— About this exercise —
From the listing below, retype exactly the line holding "[mark] tiger's black", the line holding "[mark] tiger's head", and the lines between them; skip everything else.
....................
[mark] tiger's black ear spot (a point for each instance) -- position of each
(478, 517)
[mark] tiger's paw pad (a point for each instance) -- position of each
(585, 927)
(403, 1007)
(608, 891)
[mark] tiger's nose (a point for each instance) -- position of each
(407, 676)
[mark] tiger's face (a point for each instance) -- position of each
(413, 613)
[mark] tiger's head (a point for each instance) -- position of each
....................
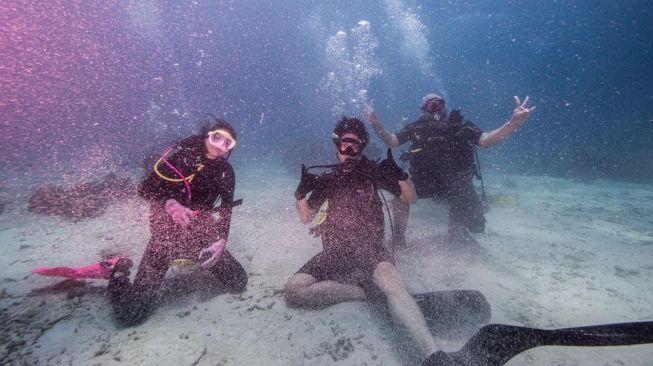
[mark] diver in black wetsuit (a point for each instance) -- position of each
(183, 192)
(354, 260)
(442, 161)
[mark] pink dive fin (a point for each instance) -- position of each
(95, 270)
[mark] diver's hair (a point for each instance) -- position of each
....................
— Answer box —
[mark] tiger's black ear spot (a point for each instance) -- position of each
(478, 517)
[mark] tiger's paw pad (a point for each instance) -- position of each
(585, 927)
(403, 1007)
(608, 891)
[mark] tiger's nose (a point for each instance) -- position of each
(407, 676)
[mark] tiger's face (a point for each instance) -- position of each
(413, 613)
[mark] tiger's head (a point for each instance) -- position of each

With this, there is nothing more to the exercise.